**Action item**
Go through the records below and copy out every line that contains the word "stem".

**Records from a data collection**
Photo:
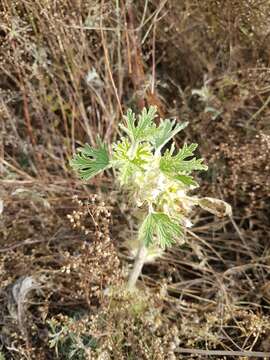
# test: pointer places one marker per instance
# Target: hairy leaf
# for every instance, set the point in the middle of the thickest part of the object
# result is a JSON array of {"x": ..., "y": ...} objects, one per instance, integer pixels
[
  {"x": 145, "y": 127},
  {"x": 165, "y": 132},
  {"x": 159, "y": 225},
  {"x": 89, "y": 161},
  {"x": 128, "y": 164},
  {"x": 178, "y": 167}
]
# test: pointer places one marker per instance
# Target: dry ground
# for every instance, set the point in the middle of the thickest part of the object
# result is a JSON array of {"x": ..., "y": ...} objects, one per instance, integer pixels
[{"x": 68, "y": 70}]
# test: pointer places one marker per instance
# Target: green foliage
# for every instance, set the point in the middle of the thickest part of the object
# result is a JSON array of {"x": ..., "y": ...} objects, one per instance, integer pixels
[
  {"x": 69, "y": 344},
  {"x": 154, "y": 180},
  {"x": 145, "y": 127},
  {"x": 89, "y": 161},
  {"x": 128, "y": 163},
  {"x": 178, "y": 167},
  {"x": 166, "y": 131},
  {"x": 160, "y": 226}
]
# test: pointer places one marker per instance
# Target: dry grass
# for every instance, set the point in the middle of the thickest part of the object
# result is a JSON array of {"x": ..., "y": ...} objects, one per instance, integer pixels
[{"x": 68, "y": 69}]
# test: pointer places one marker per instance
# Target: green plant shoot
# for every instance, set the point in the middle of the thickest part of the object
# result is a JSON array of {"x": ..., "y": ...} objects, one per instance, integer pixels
[{"x": 158, "y": 180}]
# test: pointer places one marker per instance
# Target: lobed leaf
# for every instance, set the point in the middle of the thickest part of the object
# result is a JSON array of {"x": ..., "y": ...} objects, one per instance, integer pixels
[
  {"x": 178, "y": 167},
  {"x": 89, "y": 161},
  {"x": 161, "y": 226},
  {"x": 145, "y": 127},
  {"x": 165, "y": 132}
]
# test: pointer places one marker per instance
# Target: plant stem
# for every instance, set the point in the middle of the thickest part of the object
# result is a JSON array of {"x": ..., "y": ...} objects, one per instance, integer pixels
[{"x": 137, "y": 268}]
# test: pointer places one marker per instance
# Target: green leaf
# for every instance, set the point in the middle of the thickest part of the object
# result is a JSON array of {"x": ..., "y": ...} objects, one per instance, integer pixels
[
  {"x": 178, "y": 167},
  {"x": 165, "y": 132},
  {"x": 161, "y": 226},
  {"x": 90, "y": 161},
  {"x": 144, "y": 128},
  {"x": 127, "y": 163}
]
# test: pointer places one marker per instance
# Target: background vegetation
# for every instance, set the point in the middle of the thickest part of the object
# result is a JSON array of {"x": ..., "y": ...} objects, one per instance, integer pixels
[{"x": 68, "y": 70}]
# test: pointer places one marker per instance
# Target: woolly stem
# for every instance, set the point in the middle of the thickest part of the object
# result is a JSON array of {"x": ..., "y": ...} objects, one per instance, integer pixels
[{"x": 137, "y": 268}]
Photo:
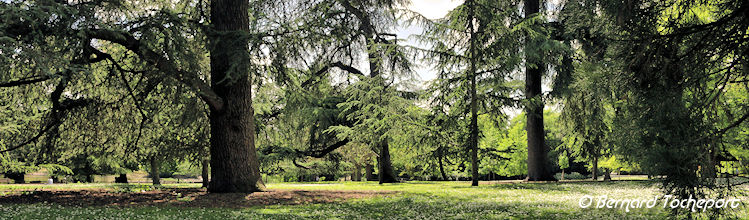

**Task answer**
# Target: plant stem
# Target: woolly stem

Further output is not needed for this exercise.